[What to do] Scan the records for "below" and copy each line that contains it.
─── Input records ───
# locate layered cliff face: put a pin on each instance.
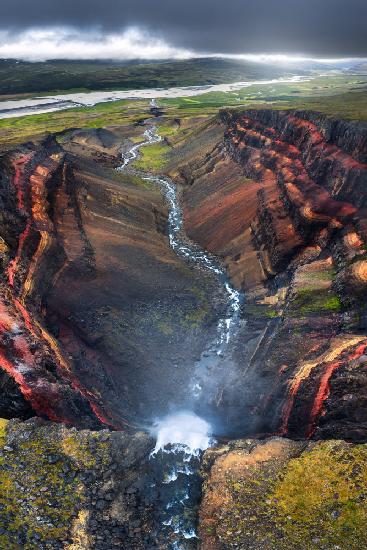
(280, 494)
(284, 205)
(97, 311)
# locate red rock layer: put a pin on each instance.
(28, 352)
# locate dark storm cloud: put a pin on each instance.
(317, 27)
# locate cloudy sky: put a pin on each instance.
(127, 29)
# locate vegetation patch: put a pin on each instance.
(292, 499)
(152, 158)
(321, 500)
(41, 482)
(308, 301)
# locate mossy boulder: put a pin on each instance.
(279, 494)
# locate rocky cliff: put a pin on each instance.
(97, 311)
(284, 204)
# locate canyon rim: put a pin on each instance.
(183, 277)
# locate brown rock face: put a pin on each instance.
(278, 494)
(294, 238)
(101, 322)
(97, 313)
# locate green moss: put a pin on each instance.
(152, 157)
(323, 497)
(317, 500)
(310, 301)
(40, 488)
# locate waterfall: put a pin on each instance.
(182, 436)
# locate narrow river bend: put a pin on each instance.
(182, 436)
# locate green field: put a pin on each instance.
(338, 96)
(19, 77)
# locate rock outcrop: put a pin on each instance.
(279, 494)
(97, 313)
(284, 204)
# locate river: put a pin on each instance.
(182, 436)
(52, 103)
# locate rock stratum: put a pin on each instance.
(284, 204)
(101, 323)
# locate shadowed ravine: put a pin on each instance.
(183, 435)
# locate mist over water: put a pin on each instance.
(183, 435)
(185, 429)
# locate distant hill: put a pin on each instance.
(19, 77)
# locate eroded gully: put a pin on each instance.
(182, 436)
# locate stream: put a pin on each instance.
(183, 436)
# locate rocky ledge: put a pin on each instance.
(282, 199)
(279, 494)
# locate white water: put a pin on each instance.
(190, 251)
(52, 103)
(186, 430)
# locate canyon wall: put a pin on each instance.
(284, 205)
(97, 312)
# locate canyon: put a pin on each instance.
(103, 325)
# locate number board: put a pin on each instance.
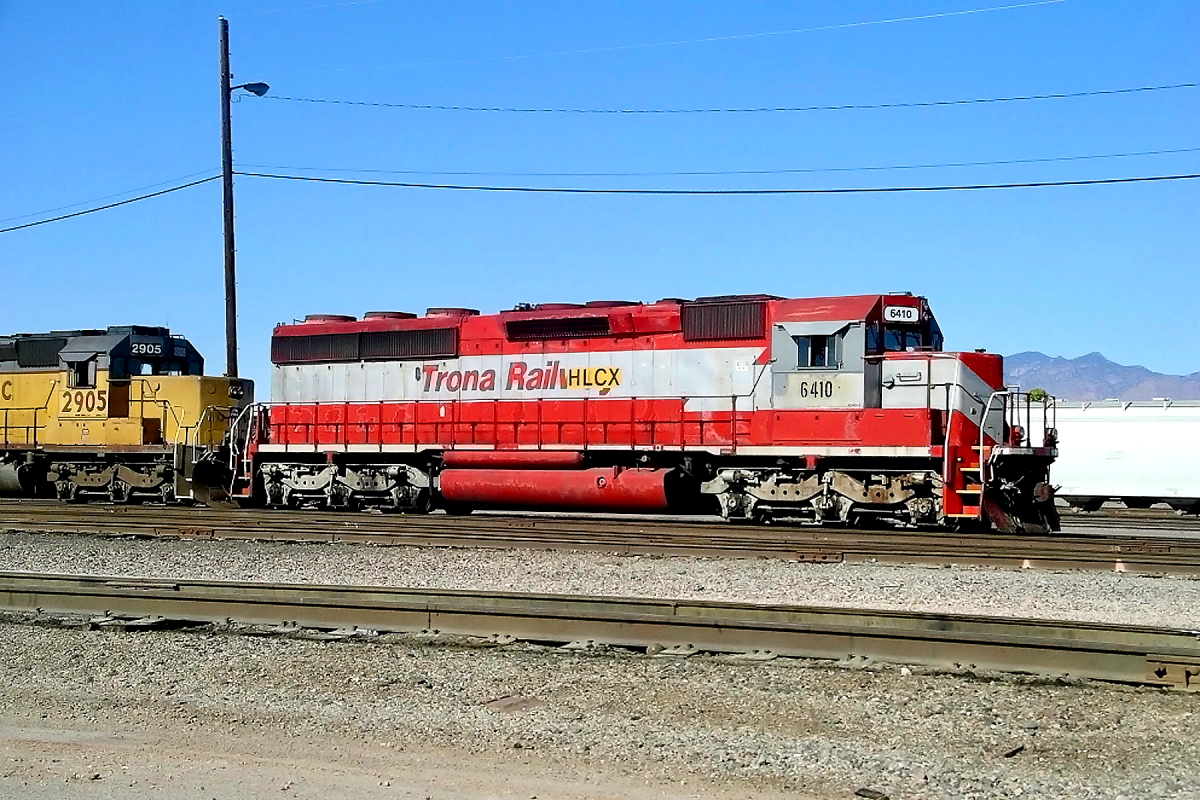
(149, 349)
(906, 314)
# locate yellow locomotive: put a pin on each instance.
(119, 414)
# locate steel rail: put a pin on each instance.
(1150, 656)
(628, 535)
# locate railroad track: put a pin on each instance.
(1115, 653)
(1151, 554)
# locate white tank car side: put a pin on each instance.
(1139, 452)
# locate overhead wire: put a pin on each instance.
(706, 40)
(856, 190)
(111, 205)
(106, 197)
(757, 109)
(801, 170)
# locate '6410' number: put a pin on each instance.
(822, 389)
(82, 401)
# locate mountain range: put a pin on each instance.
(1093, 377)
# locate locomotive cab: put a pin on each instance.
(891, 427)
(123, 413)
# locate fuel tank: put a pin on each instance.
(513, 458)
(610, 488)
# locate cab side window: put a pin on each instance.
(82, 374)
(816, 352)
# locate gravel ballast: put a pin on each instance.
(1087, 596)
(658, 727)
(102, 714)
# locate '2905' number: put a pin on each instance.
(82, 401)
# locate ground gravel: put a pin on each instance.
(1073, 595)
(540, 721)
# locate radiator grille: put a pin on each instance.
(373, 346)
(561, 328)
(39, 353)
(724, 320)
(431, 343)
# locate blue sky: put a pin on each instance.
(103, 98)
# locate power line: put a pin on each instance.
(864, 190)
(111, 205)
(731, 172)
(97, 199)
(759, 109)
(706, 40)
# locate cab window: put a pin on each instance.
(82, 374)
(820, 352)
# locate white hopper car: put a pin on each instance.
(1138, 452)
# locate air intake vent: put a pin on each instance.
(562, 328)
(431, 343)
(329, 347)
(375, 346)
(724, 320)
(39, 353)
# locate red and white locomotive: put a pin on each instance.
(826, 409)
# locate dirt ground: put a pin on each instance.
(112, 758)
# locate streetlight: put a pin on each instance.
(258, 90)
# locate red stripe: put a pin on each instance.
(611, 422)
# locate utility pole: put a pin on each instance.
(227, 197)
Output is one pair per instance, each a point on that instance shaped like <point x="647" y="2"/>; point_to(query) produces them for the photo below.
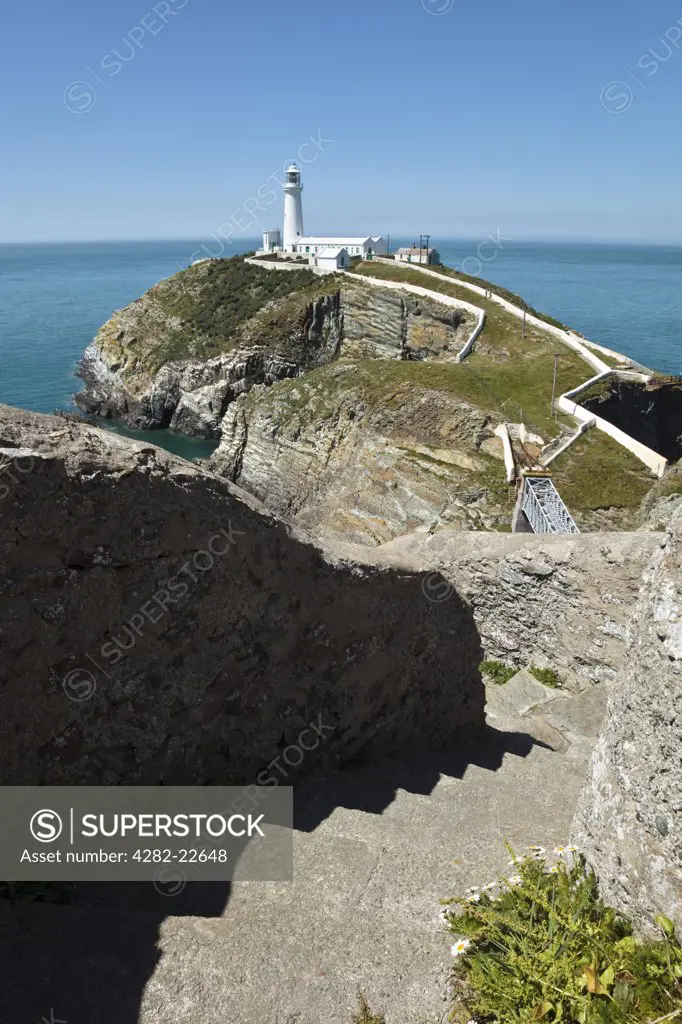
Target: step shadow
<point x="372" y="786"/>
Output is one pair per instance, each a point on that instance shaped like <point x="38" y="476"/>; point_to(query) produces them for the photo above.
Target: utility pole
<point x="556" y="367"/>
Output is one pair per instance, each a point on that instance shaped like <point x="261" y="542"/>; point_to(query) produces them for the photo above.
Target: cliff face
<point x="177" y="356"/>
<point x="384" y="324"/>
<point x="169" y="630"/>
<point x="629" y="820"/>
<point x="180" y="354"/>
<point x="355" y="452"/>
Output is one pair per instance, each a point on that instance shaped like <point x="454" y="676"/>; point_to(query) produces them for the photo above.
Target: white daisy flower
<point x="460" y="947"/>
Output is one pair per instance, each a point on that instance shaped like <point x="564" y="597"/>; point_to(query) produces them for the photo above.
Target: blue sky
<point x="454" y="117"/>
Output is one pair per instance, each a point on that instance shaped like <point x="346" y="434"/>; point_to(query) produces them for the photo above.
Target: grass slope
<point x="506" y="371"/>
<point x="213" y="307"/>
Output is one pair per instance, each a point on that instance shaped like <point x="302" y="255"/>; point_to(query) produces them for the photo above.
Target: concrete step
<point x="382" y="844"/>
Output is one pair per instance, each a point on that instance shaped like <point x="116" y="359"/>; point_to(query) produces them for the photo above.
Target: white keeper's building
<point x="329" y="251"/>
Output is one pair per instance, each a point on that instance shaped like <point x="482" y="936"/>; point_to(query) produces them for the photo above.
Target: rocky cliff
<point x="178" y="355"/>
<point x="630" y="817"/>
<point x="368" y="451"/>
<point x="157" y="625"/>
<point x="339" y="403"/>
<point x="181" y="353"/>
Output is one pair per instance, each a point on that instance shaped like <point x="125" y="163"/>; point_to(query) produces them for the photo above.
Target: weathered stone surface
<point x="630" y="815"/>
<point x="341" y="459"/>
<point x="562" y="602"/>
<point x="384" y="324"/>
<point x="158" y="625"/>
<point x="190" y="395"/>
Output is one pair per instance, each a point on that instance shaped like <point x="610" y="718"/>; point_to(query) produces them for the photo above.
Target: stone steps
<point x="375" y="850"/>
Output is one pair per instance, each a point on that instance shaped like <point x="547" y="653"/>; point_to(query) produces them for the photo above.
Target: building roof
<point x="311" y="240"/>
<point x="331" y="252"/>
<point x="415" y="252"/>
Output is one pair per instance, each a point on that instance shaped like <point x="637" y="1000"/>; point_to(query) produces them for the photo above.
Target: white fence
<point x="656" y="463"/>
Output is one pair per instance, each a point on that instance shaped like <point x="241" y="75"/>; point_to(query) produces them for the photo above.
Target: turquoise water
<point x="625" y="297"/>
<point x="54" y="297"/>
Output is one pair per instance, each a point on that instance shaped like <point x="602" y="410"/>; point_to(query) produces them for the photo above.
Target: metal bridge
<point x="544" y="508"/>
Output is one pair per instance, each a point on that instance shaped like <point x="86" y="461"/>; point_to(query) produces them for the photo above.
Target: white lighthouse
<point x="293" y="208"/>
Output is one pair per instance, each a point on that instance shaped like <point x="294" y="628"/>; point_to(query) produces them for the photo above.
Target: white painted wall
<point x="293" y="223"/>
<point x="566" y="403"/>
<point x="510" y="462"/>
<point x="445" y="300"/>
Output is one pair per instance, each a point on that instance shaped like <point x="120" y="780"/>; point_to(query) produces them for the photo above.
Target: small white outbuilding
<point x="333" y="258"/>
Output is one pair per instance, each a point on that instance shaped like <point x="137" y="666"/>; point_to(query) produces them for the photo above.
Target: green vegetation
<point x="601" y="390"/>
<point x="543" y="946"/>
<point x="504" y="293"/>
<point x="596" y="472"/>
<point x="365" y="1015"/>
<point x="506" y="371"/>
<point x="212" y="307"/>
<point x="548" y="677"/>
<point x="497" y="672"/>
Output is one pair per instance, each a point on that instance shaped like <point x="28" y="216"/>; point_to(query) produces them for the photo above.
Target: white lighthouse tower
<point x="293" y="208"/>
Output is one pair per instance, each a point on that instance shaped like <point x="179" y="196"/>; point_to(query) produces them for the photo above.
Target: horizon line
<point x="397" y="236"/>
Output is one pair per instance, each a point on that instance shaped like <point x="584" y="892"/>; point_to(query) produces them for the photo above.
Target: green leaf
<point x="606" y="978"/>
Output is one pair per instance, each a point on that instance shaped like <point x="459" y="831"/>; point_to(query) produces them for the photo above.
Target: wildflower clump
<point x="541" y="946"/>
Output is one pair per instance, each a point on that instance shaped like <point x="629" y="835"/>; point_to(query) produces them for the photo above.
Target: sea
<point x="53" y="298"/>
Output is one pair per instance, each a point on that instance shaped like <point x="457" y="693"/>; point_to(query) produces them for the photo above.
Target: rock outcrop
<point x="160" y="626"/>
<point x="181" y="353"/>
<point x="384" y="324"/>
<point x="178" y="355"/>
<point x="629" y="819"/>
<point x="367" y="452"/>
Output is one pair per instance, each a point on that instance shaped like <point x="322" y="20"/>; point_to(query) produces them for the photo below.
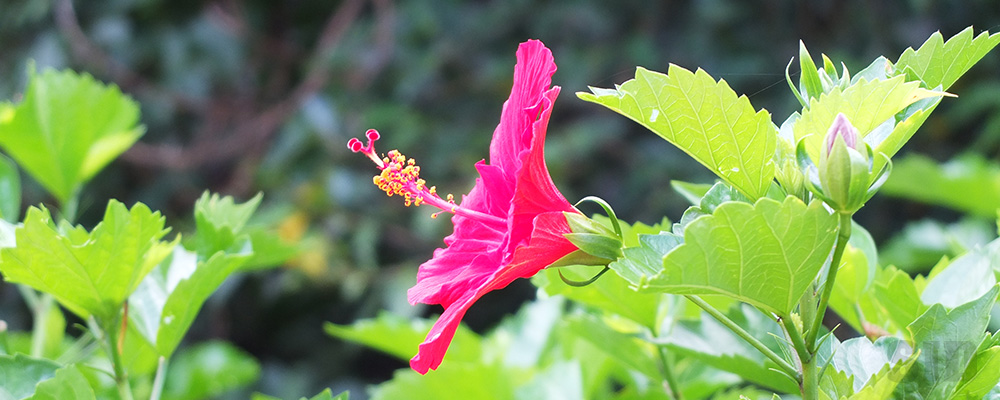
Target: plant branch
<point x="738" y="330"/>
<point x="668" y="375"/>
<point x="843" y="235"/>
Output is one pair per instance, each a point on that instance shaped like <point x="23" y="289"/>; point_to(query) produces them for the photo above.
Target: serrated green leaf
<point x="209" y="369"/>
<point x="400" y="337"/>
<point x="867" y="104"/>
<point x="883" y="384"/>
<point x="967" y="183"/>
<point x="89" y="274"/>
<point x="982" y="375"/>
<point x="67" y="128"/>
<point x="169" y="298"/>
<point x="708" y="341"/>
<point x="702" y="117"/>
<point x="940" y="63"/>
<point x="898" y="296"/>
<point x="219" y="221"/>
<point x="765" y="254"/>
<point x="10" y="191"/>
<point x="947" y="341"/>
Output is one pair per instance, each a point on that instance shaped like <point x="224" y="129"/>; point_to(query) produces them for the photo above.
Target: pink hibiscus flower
───
[Exercise answer]
Output is one pair per instance, each a point on that instance shaped like <point x="647" y="2"/>; point_to(query) produces them for the photo below.
Output is one pair per instance, each a point on that instance shaped like <point x="322" y="20"/>; point_to(query) produces them for the photo below.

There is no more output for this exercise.